◆ Exercise instructions ◆
1/ Can you duplicate the Amazon Redshift CREATE MODEL excerpt word for word, between "Then the CREATE" and "Redshift automatically discovers.", inclusive?
2/ Could you write the next part of the Amazon Redshift CREATE MODEL excerpt, picking up after its final sentence?

◆ Document extract ◆

FUNCTION prediction_function_name

A value that specifies the name of the Amazon Redshift machine learning function to be generated by the CREATE MODEL and used to make predictions using this model. The function is created in the same schema as the model object and can be overloaded.

Amazon Redshift machine learning supports models, such as Xtreme Gradient Boosted tree (XGBoost) models for regression and classification.

IAM_ROLE 'iam_role_arn'

The Amazon Resource Name (ARN) for an AWS Identity and Access Management (IAM) role that your cluster uses for authentication and authorization. As a minimum, the IAM role must have permission to perform a LIST operation on the Amazon S3 bucket that is used for unloading training data and staging of Amazon SageMaker artifacts. The following shows the syntax for the IAM_ROLE parameter string for a single ARN.

IAM_ROLE 'arn:aws:iam::aws-account-id:role/role-name'
S3_BUCKET 'bucket'

The name of the Amazon S3 bucket that you previously created used to share training data and artifacts between Amazon Redshift and SageMaker. Amazon Redshift creates a subfolder in this bucket prior to unload of the training data. When training is complete, Amazon Redshift deletes the created subfolder and its contents.

MAX_CELLS integer

The maximum number of cells to export from the FROM clause. The default is 1,000,000.

The number of cells is the product of the number of rows in the training data (produced by the FROM clause table or query) times the number of columns. If the number of cells in the training data are more than that specified by the max_cells parameter, CREATE MODEL downsamples the FROM clause training data to reduce the size of the training set below MAX_CELLS. Allowing larger training datasets can produce higher accuracy but also can mean the model takes longer to train and costs more.

For information about costs of using Amazon Redshift, see Costs for using Amazon Redshift ML.

For more information about costs associated with various cell numbers and free trial details, see Amazon Redshift pricing.

CREATE MODEL with user guidance

Following, you can find a description of options for CREATE MODEL in addition to the options described in Simple CREATE MODEL.

By default, CREATE MODEL searches for the best combination of preprocessing and model for your specific dataset. You might want additional control or introduce additional domain knowledge (such as problem type or objective) over your model. In a customer churn scenario, if the outcome “customer is not active” is rare, then the F1 objective is often preferred to the accuracy objective. Because high accuracy models might predict “customer is active” all the time, this results in high accuracy but little business value. For information about F1 objective, see AutoMLJobObjective in the Amazon SageMaker API Reference.

Then the CREATE MODEL follows your suggestions on the specified aspects, such as the objective. At the same time, the CREATE MODEL automatically discovers the best preprocessors and the best hyperparameters.

CREATE MODEL with user guidance syntax

CREATE MODEL offers more flexibility on the aspects that you can specify and the aspects that Amazon Redshift automatically discovers.

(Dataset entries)

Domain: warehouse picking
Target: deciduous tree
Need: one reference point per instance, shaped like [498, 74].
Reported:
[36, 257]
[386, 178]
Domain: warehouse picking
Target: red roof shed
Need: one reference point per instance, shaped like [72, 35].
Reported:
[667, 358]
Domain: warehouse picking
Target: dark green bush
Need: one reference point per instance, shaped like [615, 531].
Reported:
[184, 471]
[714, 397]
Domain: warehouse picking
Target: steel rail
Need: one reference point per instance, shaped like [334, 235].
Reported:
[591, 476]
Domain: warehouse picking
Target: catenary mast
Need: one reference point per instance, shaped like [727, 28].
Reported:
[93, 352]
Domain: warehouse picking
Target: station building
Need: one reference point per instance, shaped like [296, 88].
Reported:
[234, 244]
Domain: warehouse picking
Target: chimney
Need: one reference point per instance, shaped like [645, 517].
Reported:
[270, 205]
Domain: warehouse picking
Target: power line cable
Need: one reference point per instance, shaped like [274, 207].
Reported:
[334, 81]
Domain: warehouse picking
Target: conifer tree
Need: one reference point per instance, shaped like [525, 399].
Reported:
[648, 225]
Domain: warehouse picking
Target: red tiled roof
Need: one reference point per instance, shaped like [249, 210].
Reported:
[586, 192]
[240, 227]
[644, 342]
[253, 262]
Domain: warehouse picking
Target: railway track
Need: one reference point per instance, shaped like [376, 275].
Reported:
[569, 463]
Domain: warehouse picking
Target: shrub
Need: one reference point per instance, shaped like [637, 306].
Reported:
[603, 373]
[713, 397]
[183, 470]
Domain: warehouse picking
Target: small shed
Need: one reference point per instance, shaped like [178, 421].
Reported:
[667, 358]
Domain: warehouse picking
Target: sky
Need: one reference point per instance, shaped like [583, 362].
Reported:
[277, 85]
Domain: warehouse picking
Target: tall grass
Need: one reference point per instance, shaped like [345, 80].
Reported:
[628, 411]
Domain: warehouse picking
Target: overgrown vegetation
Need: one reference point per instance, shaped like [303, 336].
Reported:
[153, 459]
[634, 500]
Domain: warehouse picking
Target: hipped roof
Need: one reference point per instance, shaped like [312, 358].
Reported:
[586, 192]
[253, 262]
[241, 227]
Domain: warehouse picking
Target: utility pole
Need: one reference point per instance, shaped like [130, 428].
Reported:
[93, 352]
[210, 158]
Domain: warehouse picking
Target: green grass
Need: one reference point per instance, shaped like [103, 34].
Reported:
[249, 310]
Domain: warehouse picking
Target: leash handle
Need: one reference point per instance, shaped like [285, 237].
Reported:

---

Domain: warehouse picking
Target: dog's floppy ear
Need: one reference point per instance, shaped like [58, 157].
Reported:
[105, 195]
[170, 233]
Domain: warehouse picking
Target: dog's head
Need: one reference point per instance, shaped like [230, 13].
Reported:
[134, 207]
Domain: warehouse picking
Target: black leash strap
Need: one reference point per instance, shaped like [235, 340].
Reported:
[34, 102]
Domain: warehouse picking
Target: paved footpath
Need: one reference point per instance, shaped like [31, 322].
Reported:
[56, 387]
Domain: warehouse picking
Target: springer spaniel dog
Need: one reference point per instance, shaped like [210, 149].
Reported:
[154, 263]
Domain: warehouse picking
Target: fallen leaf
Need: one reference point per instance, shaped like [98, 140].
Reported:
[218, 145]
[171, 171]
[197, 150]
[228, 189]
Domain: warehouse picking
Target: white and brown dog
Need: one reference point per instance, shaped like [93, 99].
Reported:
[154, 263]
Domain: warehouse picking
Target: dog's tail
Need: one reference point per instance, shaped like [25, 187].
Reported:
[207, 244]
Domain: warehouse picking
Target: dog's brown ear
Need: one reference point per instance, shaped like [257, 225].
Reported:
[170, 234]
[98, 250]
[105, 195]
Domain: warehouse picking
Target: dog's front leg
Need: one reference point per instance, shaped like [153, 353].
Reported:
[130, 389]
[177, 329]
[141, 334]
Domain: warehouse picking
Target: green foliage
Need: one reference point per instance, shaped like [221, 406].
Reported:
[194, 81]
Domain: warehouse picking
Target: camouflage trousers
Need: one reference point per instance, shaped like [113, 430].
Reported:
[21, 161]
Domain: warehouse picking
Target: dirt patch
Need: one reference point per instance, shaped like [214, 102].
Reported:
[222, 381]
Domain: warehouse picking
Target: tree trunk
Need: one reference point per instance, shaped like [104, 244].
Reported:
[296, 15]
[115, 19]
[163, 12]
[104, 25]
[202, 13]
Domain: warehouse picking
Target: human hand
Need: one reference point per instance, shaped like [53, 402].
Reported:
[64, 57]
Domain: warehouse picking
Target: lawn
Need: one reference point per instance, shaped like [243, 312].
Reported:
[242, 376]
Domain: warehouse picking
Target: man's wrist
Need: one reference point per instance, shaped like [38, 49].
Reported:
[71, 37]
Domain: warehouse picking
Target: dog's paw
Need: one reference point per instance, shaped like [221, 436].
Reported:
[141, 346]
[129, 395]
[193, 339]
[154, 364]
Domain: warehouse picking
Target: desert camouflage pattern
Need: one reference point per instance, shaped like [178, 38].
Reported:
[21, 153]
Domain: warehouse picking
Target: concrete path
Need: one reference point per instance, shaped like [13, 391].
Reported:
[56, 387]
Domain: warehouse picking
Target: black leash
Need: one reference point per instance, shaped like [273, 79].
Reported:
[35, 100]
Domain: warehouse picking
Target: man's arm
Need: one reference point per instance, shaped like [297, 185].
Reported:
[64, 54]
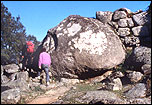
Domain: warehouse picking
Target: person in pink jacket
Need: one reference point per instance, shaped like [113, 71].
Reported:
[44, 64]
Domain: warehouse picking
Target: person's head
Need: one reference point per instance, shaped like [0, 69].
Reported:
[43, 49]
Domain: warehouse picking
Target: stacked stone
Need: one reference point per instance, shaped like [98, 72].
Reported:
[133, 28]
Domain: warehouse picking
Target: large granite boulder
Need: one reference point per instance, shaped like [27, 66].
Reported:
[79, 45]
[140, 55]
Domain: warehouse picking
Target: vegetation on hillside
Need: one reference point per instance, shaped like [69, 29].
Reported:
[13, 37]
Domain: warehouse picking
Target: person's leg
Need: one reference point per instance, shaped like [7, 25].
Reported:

--

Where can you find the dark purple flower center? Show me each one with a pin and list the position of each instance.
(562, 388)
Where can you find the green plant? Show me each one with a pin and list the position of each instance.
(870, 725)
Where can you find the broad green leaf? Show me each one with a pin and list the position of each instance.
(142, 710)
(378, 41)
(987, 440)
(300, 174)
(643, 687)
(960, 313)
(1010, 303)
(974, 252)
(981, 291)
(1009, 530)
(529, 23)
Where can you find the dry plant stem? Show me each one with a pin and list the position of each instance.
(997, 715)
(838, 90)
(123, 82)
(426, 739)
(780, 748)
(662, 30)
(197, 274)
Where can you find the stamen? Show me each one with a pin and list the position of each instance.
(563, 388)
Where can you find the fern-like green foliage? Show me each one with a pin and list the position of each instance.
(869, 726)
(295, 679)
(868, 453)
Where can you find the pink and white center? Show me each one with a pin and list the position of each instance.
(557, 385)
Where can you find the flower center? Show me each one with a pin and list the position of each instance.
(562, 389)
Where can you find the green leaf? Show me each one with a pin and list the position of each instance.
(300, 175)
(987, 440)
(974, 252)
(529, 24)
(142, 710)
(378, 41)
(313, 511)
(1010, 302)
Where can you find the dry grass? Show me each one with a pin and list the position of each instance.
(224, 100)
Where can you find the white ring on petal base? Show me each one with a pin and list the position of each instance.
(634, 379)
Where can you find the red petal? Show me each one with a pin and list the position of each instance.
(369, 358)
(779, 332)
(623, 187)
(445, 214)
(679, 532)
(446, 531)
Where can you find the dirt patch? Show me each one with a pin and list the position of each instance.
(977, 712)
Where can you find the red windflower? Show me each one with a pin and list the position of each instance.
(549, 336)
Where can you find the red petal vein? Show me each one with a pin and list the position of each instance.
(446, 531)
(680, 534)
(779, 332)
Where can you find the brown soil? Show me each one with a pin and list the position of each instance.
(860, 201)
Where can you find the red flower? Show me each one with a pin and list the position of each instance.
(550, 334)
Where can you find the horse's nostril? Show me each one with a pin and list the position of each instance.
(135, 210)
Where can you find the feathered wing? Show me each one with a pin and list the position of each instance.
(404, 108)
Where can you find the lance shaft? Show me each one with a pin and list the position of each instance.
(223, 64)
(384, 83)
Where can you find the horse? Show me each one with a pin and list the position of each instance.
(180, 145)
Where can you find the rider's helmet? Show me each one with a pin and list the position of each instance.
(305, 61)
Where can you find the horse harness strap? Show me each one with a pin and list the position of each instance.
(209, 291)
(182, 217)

◆ Responses by task ◆
1/
Then the CREATE MODEL follows your suggestions on the specified aspects, such as the objective. At the same time, the CREATE MODEL automatically discovers the best preprocessors and the best hyperparameters.

CREATE MODEL with user guidance syntax

CREATE MODEL offers more flexibility on the aspects that you can specify and the aspects that Amazon Redshift automatically discovers.

2/
CREATE MODEL model_name FROM { table_name | ( select_statement ) } TARGET column_name FUNCTION function_name IAM_ROLE 'iam_role_arn' [ MODEL_TYPE { XGBOOST | MLP } ] [ PROBLEM_TYPE ( REGRESSION | BINARY_CLASSIFICATION | MULTICLASS_CLASSIFICATION ) ] [ OBJECTIVE ( 'MSE' | 'Accuracy' | 'F1' | 'F1Macro' | 'AUC') ] SETTINGS ( S3_BUCKET 'bucket', | S3_GARBAGE_COLLECT { ON | OFF }, | KMS_KEY_ID 'kms_key_id', | MAX_CELLS integer, | MAX_RUNTIME integer (, ...) )

CREATE MODEL with user guidance parameters

MODEL_TYPE { XGBOOST | MLP }

(Optional) Specifies the model type. You can specify if you want to train a model of a specific model type, such as XGBoost or multilayer perceptron (MLP). MLP is a deep learning algorithm that Amazon SageMaker Autopilot supports. If you don't specify the parameter, then all supported model types are searched during training for the best model.

PROBLEM_TYPE ( REGRESSION | BINARY_CLASSIFICATION | MULTICLASS_CLASSIFICATION )

(Optional) Specifies the problem type. If you know the problem type, you can restrict Amazon Redshift to only search of the best model of that specific model type. If you don't specify this parameter, a problem type is discovered during the training, based on your data.

OBJECTIVE ( 'MSE' | 'Accuracy' | 'F1' | 'F1Macro' | 'AUC')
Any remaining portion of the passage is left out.